Directive:
Collect each line below that contains the word "array", and copy those lines out in the order they appear.

Information supplied:

-*-

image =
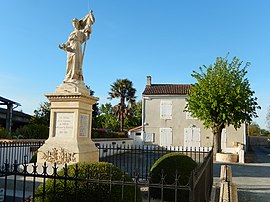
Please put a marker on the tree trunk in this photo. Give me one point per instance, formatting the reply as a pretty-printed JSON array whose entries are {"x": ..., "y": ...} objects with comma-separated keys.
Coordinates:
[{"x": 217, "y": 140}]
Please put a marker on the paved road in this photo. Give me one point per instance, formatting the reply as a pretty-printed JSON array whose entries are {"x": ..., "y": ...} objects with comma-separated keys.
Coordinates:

-*-

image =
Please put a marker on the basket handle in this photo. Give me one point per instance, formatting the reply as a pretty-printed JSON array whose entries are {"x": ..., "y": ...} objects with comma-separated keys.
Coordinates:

-*-

Full solution:
Please put a marker on the tree trunk in this photo. Give me one point per instance, formatting the reply as a pretty-printed JSON array whose entries are {"x": ..., "y": ...} objects with comma-separated keys.
Please put a marker on the paved road in this photo. Give me one point per instance, formatting the reply as a pretty-printed JSON array whose entries are {"x": ..., "y": ...} objects with comma-separated keys.
Please put a marker on the basket handle in this photo. Give me one point per instance, formatting the reply as a pretty-printed JSON array whose entries are {"x": ..., "y": ...} objects with comma-separated keys.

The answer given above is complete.